§ Given exercise
Reproduce the whole listing below word for word, leaving the pictures out of your answer.

§ Collected data
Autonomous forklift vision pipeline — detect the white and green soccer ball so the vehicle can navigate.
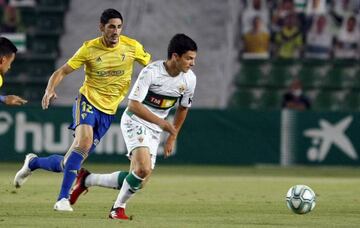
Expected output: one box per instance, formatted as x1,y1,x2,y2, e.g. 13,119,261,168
286,185,316,214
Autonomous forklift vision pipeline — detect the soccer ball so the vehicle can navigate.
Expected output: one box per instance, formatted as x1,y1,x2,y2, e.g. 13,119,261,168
286,185,316,214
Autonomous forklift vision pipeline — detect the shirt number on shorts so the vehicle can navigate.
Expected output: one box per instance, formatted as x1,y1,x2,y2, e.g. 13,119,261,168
81,101,93,113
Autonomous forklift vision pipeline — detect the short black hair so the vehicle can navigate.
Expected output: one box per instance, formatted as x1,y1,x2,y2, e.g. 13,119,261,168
100,9,124,25
0,36,17,57
168,34,197,59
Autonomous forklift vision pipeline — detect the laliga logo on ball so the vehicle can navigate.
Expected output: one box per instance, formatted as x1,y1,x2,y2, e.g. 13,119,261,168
0,112,13,135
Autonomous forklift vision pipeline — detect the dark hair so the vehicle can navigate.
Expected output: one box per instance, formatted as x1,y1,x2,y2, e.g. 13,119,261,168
168,34,197,59
100,9,124,25
0,37,17,57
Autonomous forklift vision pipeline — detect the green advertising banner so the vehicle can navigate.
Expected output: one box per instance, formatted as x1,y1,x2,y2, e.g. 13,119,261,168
282,111,360,165
0,106,360,166
0,106,280,164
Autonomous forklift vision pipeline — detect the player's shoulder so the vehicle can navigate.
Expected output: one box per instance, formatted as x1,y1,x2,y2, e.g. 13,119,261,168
120,35,140,47
185,69,196,82
144,60,164,72
83,37,101,48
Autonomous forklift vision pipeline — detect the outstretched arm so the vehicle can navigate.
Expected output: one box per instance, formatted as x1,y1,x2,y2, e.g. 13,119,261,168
0,95,27,106
164,105,189,157
41,64,74,109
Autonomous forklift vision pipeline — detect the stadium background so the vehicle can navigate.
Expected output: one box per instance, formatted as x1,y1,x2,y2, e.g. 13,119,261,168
0,0,360,228
0,0,360,166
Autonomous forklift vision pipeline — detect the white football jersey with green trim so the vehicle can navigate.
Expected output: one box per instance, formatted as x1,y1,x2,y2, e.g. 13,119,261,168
129,60,196,131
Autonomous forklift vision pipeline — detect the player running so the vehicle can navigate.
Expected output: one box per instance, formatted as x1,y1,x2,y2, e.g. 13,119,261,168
14,9,150,211
70,34,197,219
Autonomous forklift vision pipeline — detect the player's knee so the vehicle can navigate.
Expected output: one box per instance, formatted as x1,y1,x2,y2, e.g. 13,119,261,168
75,137,93,151
134,167,151,178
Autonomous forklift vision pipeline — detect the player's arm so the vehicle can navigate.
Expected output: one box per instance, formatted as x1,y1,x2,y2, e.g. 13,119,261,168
0,95,27,106
41,63,74,109
128,99,177,137
164,105,189,157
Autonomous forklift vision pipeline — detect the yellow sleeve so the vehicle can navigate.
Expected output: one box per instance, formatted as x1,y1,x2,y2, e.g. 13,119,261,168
67,44,89,70
135,42,151,66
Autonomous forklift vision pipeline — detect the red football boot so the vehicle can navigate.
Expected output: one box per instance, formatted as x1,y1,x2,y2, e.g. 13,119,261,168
69,168,90,205
109,207,132,220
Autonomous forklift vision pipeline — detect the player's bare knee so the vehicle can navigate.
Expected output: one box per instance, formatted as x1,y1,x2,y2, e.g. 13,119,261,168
134,166,151,178
75,137,93,152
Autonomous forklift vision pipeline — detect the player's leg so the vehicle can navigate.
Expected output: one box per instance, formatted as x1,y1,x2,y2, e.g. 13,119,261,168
109,147,152,219
69,168,129,205
54,124,93,211
14,145,74,188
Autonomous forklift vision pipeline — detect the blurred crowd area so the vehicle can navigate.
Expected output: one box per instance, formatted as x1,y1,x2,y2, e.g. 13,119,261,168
0,0,36,33
240,0,360,59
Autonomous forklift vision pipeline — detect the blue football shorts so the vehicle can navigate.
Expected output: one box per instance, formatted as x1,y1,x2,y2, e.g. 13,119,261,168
69,94,115,152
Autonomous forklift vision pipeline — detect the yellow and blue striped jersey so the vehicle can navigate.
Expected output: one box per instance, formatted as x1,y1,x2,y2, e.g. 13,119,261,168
67,35,151,114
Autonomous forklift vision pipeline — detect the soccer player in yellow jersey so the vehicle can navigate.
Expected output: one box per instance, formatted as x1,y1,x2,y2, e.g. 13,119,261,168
14,9,151,211
0,37,27,105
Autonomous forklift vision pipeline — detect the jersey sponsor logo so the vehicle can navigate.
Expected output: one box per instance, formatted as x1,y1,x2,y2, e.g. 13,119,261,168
96,70,125,77
143,91,178,109
81,113,87,119
179,85,186,93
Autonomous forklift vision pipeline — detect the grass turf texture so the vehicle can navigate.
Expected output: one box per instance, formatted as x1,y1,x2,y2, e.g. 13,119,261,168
0,163,360,228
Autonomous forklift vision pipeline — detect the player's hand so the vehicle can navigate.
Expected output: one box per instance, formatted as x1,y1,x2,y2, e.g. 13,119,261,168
41,90,57,109
4,95,27,106
159,120,177,135
164,135,176,158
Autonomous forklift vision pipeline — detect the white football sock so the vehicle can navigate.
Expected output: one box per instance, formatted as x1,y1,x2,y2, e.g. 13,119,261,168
85,171,120,189
114,179,135,208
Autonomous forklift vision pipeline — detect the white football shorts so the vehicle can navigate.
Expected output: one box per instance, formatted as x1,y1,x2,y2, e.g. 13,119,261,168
120,113,161,169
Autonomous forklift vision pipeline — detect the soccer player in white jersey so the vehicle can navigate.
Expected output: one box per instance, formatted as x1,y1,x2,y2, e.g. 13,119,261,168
70,34,197,219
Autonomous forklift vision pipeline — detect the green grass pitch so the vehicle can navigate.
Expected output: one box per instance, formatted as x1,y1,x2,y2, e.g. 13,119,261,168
0,163,360,228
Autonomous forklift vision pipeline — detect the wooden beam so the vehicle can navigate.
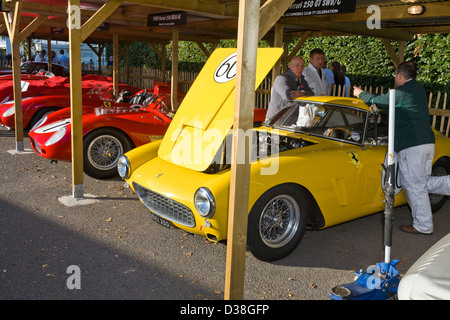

§ Task result
Autonomous forklift vision pipeline — detect the white and green soccer ball so the vehicle can navigate.
Expected output: one box per instance, formatted as x1,y1,x2,y2, e.g. 13,119,261,168
286,185,316,214
Autonomous forklift vision pipeline — detect the soccer ball so the vehicle can navigate.
Expected output: one box per instance, formatted as x1,y1,x2,y2, e.g. 13,119,261,168
286,185,316,214
Autonomous forklift vision pipeline — detect the shirt number on shorts so the vehicle can navigate.
Expected output: one box per instance, formatted as x1,y1,x2,y2, e.g. 13,119,261,168
81,101,93,113
Autonomous forklift vision pipeline — detect the short black hair so the vehicle can navigate.
Expected output: one box per instance, formatted as x1,y1,x2,y2, e.g. 13,119,261,168
100,9,124,25
0,36,17,57
168,34,197,59
Autonomous forklift vision pipeline — detect the laliga logo on ball so the vehicle can navigate.
Expected output: one box per instance, formatted as x1,y1,x2,y2, e.g. 13,119,261,168
0,112,13,135
Autonomous forklift vision pipeline — detect the dark hair so the vehicle can navigate.
Expected output: one box per instance, formatted as x1,y1,x2,y2, e.g. 13,119,261,168
168,34,197,59
100,9,124,25
0,37,17,57
Autonomous forklift vision pipeline — detect the green advertising banner so the vehicle can navigate.
Expected output: one box per instance, formatted as x1,y1,x2,y2, e.g. 13,119,261,168
282,111,360,165
0,106,360,166
0,106,280,164
Autonomous forklift vision pipeline — detect the player's shoulder so the vehicle can navigate.
Expected output: one box per instance, formatted as x1,y1,x2,y2, e.g. 13,119,261,168
120,35,140,47
185,69,196,82
144,60,164,72
83,37,101,48
Autonomous forklift vision pipeline — detect the outstretched arm so the vehicle can navigate.
Expected output: one box per instance, formatted as x1,y1,x2,y2, e.g. 13,119,261,168
0,95,27,106
164,105,189,157
41,64,74,109
Autonomous forklift vision pipeline — detect the stadium background so the vehicle can navigate.
Expected output: one box per instance, formatted as x1,y1,x2,y2, e.g. 13,119,261,168
0,0,360,228
0,0,360,166
Autonomous forklift vision pipeline — detect the white football jersey with green trim so the vehicle can navigate.
Expected output: one box per instance, formatted as x1,y1,x2,y2, e.g. 13,119,261,168
129,60,196,131
Autonomous forklift vision pipeline — detect the player running so the vehicle can navigate.
Expected output: one box per instance, formatted as x1,y1,x2,y2, e.g. 13,119,261,168
14,9,150,211
70,34,197,219
Autonomous forklift vision pipeline — detect the player's knee so the vehicle can navigate.
Expected output: one box per instance, formatted as x1,y1,x2,y2, e.g. 13,119,261,168
75,137,93,151
134,167,151,178
Autonomous forklift vision pipeline — detect the player's arm so the vehicle can navigate.
Expected output: one box per instance, formatted as x1,y1,x2,y2, e.g. 13,119,261,168
0,95,27,106
41,63,74,109
128,99,177,137
164,105,189,157
Autonomous forklift vision pipeline — detect the yellow sleeve so the vehicle can navigate.
Expected output: one box per instance, formatted as x1,y1,x2,y2, e.g. 13,119,261,168
67,44,89,70
135,42,151,66
Autonomous forklift vision pipeline — detect the red football boot so the vehicle can navigate.
Expected output: one box per instance, formatted as x1,y1,x2,y2, e.g. 13,119,261,168
69,168,90,205
109,207,132,220
Autonomous forklift vision pipeline — detect the player's bare knee so the vehicle can navigate.
Expected output: one box per instance, formatted as x1,y1,x2,y2, e.g. 13,119,261,168
134,166,151,178
75,137,93,152
Autonomous forklift vision pipeline — detect the player's leg so the vehicle can navigate.
Expected output: one box per instance, formatted as x1,y1,x2,y2, e.g. 13,119,261,168
109,147,152,219
69,168,129,205
54,124,93,211
14,145,74,188
Autonomous forklift vision pipeline — detect the blurred crowd area so the vehicle can navigate.
Expected output: one box per instance, formatted as x1,y1,x2,y2, e.g. 13,119,261,168
0,0,36,33
240,0,360,59
Autonomous forklift vision pipeline — detect the blue football shorts so the vehicle can navigate.
Expected output: one box per instance, formatted as x1,y1,x2,y2, e.g. 13,119,261,168
69,94,115,152
Autonomous forklift vision pipeline — detect the yellow and blue striped jersey so the vehicle can navigate.
Expected output: one box per instance, formatted as x1,y1,x2,y2, e.g. 13,119,261,168
67,35,151,114
Autonomous forklift vision pipeline — detect the soccer player in yellow jersey so the vehicle can navigate.
Expected output: one box per instance, formatted as x1,y1,x2,y2, e.g. 13,119,261,168
14,9,151,211
0,37,27,105
Autonomous forklift vision pipeline — detect the jersey sponsor logo so the vehicle can navigate.
Expected output: one box per instance, formatted as x1,y1,x2,y2, e.g. 13,119,261,168
96,70,125,77
143,91,178,109
81,113,87,119
179,85,186,93
Autonomous forklift vision pipeline — detect the grass turf texture so the vehicle can navigate.
Expected output: one box per instance, formatted as x1,y1,x2,y2, e.g. 13,119,261,168
0,163,360,228
Autonomous forklift vision pipeline — detect the player's hand so the vehicle can navigate.
Expected output: one box per instance, formatted as x1,y1,x2,y2, e.g. 13,119,261,168
41,90,57,109
4,95,27,106
159,120,177,135
164,135,176,158
Autonomous forklift vision pipeline — detect the white football sock so the vehicle can navigate.
Expected output: one box per instance, formatted as x1,y1,x2,y2, e.g. 13,119,261,168
85,171,120,189
114,179,135,208
Autonomous forklift vision pipeline — detect the white football shorts so the vehicle can navigate.
Expected output: one box per instance, formatted as x1,y1,x2,y2, e.g. 13,119,261,168
120,113,161,169
Autonomous forklift vision pipeline — detect the soccer player in white jersey so the vehicle can navigate.
Expected output: one box per instance, formatted as x1,y1,x2,y2, e.g. 13,119,261,168
70,34,197,219
Autonomous forklift vision pipeline — detect the green grass pitch so the vehicle can navigate.
Expected output: one box per instance, formatted as x1,y1,x2,y2, e.g. 13,119,261,168
0,163,360,228
Autonomous forklift vision pipeline — detect the wooden beam so the vehicle can navigate.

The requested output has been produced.